▶ Verilen Görev 1:
Aşağıdaki istinaf kararına göre (a) incelenen kararın İstanbul 12. Asliye Ticaret Mahkemesi'ne ait olduğu, (b) incelenen kararın tarihinin 13.07.2023 olduğu ve (c) kararın kesinleşmemiş olduğu ifadelerinin her biri için evet veya hayır diye cevap veriniz. Her cevabı belirleyen sözleri karardan aynen alıntılayınız.

▶ Sayfa Metni:
◇ ◇ ◇ ◇

Emsal Mahkeme Kararı İstanbul Bölge Adliye Mahkemesi 16. Hukuk Dairesi 2021/2111 E. 2023/1104 K. 13.07.2023 T.

Görüntülediğiniz mahkeme kararı kesinleşmiş bir karardır.

T.C.
İSTANBUL
BÖLGE ADLİYE MAHKEMESİ
16. HUKUK DAİRESİ
T Ü R K M İ L L E T İ A D I N A
İ S T İ N A F K A R A R I
DOSYA NO: 2021/2111 Esas
KARAR NO: 2023/1104
İNCELENEN KARARIN
MAHKEMESİ: İSTANBUL 12. ASLİYE TİCARET MAHKEMESİ
TARİHİ: 26/01/2021
NUMARASI: 2016/876 2021/65
DAVANIN KONUSU: Banka Dışındaki Diğer Kredi Kuruluşlarına İlişkin Düzenlemelerden Kaynaklanan (Menfi Tespit)

◇ ◇ ◇ ◇

▶ Verilen Görev 2:
Kayıtlarda "Field report states that the small" ifadesini içeren satırdan "[[374, 380, 421, 407], [102, 773, 126, 808]]" ifadesini içeren satıra kadar, her iki satır da dâhil olmak üzere, yalnızca bu satırları yeniden yazınız. Bu satırlarda "small shed" ifadesini "wooden shed" ile değiştiriniz ve geri kalan her şeyi aynen bırakınız.

▶ Ham Kayıtlar:
◇ ◇ ◇ ◇

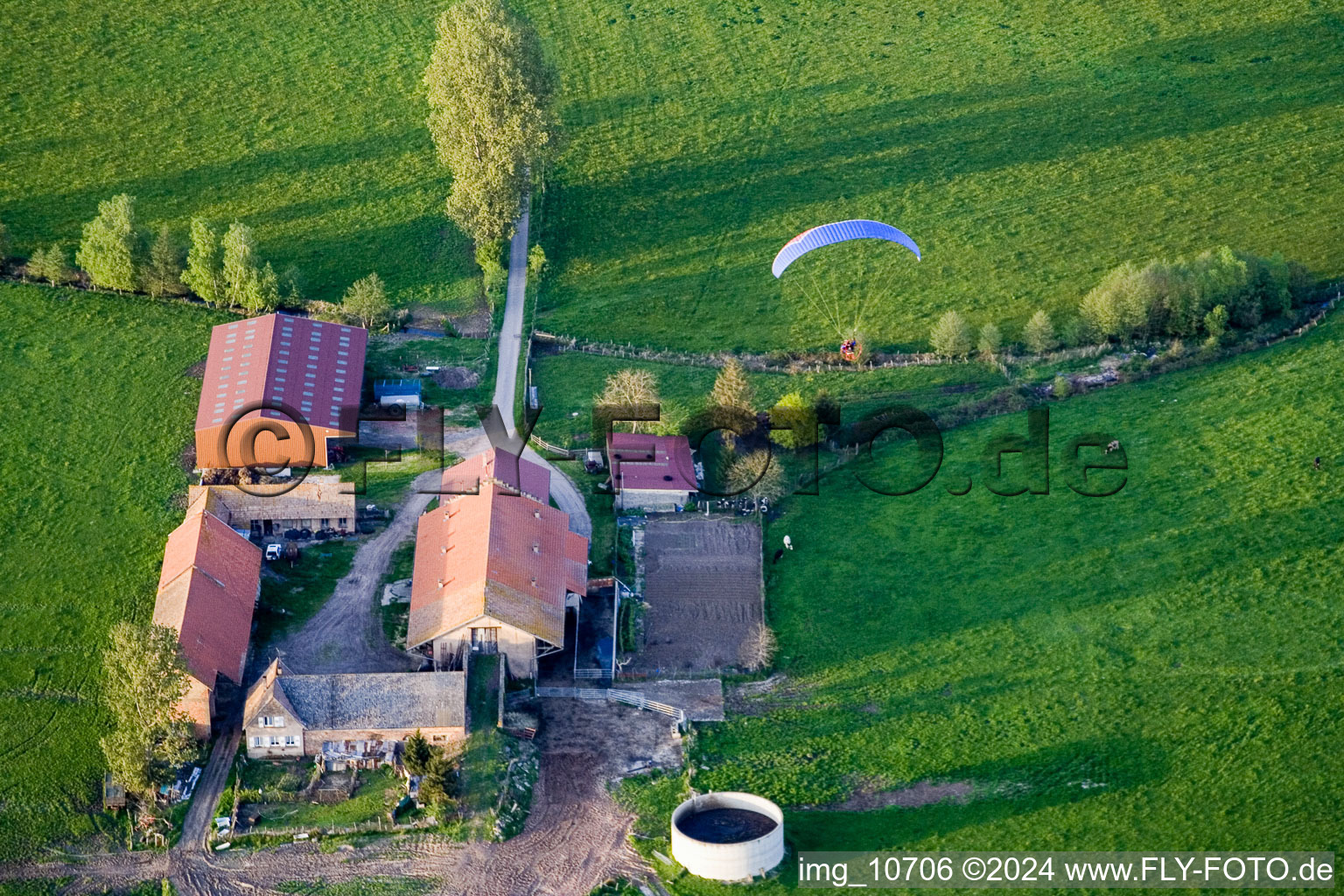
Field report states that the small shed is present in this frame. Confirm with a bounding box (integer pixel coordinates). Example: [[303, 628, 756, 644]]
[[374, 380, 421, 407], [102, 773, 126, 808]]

◇ ◇ ◇ ◇

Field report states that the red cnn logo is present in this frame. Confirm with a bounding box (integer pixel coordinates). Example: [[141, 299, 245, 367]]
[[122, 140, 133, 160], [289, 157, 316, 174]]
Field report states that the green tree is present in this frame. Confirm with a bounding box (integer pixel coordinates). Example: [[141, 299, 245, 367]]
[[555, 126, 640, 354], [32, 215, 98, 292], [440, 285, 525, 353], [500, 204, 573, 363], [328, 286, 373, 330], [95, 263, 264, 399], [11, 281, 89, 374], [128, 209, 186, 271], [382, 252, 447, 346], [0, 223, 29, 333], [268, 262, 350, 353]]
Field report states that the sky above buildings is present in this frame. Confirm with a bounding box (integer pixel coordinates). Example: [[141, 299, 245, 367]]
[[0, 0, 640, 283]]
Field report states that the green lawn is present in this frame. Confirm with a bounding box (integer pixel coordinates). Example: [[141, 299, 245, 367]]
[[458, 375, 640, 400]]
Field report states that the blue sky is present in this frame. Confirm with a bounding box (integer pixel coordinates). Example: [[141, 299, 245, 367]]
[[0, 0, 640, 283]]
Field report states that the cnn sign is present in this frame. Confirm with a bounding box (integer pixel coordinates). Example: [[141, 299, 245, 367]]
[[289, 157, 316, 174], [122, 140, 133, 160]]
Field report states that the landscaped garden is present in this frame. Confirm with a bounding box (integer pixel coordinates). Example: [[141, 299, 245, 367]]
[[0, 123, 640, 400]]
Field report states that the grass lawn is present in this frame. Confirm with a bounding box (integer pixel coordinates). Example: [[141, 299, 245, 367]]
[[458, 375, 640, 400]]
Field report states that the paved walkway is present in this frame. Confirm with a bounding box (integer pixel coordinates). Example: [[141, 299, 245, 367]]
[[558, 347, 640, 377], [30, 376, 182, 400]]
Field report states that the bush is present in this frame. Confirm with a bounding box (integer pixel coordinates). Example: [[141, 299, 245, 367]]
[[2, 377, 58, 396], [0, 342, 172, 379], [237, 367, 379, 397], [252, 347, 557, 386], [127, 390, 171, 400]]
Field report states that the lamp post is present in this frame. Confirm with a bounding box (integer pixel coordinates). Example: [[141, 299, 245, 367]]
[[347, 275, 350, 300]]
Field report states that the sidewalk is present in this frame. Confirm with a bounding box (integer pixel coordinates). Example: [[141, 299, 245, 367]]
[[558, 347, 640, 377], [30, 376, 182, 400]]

◇ ◇ ◇ ◇

▶ Doğru Sonuç 1:
(a) Evet: "MAHKEMESİ: İSTANBUL 12. ASLİYE TİCARET MAHKEMESİ"
(b) Hayır: "TARİHİ: 26/01/2021"
(c) Hayır: "Görüntülediğiniz mahkeme kararı kesinleşmiş bir karardır."

▶ Doğru Sonuç 2:
Field report states that the wooden shed is present in this frame. Confirm with a bounding box (integer pixel coordinates). Example: [[303, 628, 756, 644]]
[[374, 380, 421, 407], [102, 773, 126, 808]]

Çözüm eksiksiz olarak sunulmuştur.